PROVIDED DATA Start Marker

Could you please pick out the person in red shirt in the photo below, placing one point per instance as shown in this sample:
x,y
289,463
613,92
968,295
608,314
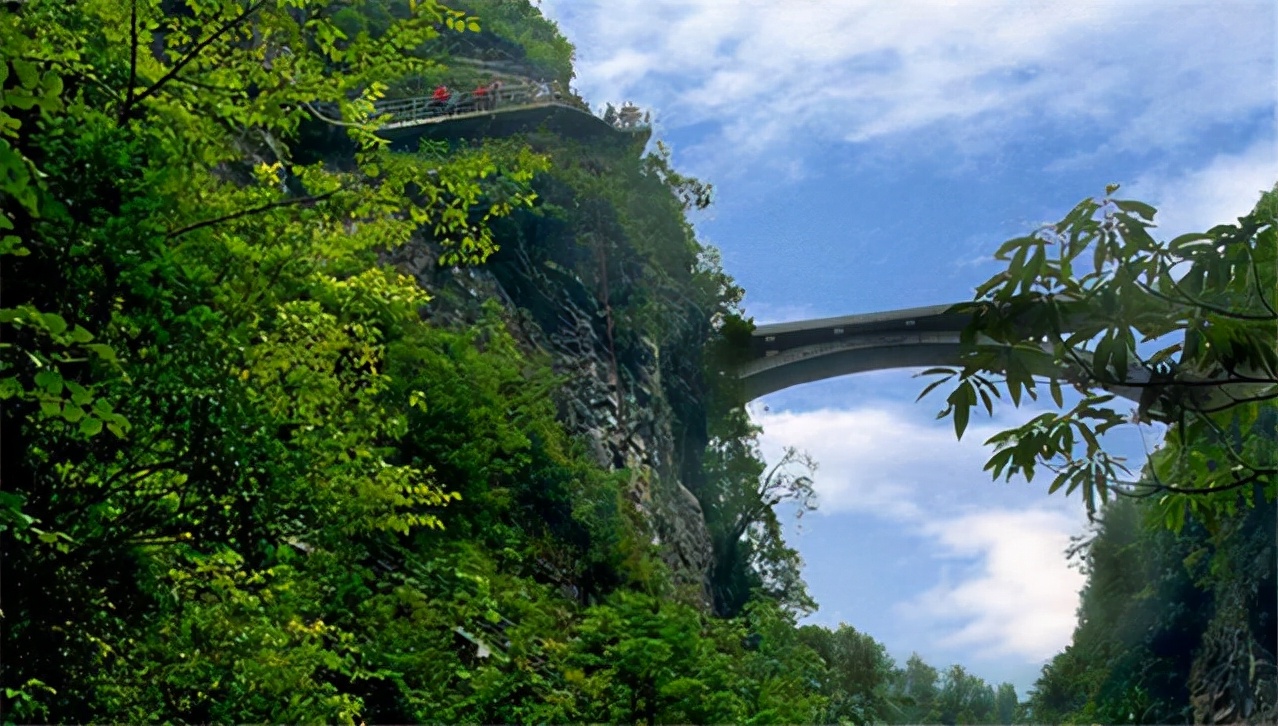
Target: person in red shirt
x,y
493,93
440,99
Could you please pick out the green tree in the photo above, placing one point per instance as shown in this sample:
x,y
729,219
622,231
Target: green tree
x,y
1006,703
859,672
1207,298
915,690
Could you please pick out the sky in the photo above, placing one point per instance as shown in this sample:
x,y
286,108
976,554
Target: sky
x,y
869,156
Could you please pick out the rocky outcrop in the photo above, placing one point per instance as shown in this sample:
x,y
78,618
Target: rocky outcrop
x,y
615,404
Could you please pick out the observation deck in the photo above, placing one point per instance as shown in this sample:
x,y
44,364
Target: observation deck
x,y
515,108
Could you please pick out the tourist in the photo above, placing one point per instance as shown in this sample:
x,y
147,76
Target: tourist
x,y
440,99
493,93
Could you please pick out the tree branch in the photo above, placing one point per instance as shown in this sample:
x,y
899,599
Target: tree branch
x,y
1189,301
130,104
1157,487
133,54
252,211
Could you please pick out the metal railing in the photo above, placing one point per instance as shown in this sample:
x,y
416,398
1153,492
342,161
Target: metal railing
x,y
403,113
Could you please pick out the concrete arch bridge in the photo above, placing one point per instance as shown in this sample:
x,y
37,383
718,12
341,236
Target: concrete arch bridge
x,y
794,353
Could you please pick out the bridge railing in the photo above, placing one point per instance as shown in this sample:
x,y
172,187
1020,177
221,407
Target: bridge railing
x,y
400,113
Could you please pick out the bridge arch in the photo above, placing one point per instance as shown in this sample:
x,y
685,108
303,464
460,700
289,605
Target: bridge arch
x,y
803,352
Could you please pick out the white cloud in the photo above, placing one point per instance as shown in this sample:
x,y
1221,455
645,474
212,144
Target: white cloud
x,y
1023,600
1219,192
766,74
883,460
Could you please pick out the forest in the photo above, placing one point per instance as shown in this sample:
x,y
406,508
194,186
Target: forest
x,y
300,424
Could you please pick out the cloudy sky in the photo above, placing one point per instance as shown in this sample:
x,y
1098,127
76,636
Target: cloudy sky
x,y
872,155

PROVIDED DATA End Marker

EXERCISE => Repeat the listing exactly; do not print any picture.

EXPECTED ANSWER =>
Could you please pick out the person in red shirt in the photo below, placing one point per instance as shown in this sample:
x,y
289,463
613,92
968,295
608,314
Target: person in red shirt
x,y
493,93
440,99
Could you please pick out the green tree in the photo above, placing one point per instance as shown in this sample:
x,y
729,219
622,231
Target: green tree
x,y
1006,703
859,672
1207,298
915,690
Could you please pick out the sky in the photo above, placing one point per instance as shown in this sample:
x,y
286,108
976,554
Target: sky
x,y
869,156
Could you please pick out the rocky outcrop in the photo above, placing one point per instance as shown in this sample:
x,y
78,618
Target: rocky outcrop
x,y
615,404
Could you please pick out the observation deck in the photo above, placing one point per instance as shown in this sample:
x,y
44,364
Target: observation deck
x,y
515,108
Could you please pick out the tourist in the photo above, placing one point per instance as shown in this sample:
x,y
147,76
Target: tourist
x,y
440,99
493,93
Could you please pick out the tree branch in the photo above, placing one point per instance as shown in this sample:
x,y
899,599
Target: tree branch
x,y
1189,301
130,104
1157,487
133,54
252,211
Could you please pick out the metal railing in the photo above, placing one point per instance as shown in this sample:
x,y
416,398
1153,492
342,161
Target: metal railing
x,y
403,113
Could you please pick out the concrete arch bridge in the photo above, placing one point per instance as shown in this sample:
x,y
37,383
718,12
341,236
Target: concrete arch bridge
x,y
794,353
Could you please pick out the bridge railing in the photo above, placing one point per instance as shown in this sample:
x,y
172,187
1020,177
221,407
Target: bridge railing
x,y
400,113
Could you please pick out the bridge arch in the photo above, placing one point per instance as shown in this sample:
x,y
685,108
303,464
460,700
289,605
Target: bridge arch
x,y
803,352
Could you please pick out the white cloud in the photo above, placing one point per instance as shown in this sample:
x,y
1221,455
645,474
212,144
Target: white cloud
x,y
1023,600
1219,192
766,74
883,460
Could you please pick out the forest in the photo above, placing one point per instance as shown in this sample:
x,y
406,508
194,186
Target: forest
x,y
300,424
Could you please pick out the cloudy sky in the photo above, placing one point per instance as shown in this sample:
x,y
1098,127
76,636
Target: cloudy sky
x,y
872,155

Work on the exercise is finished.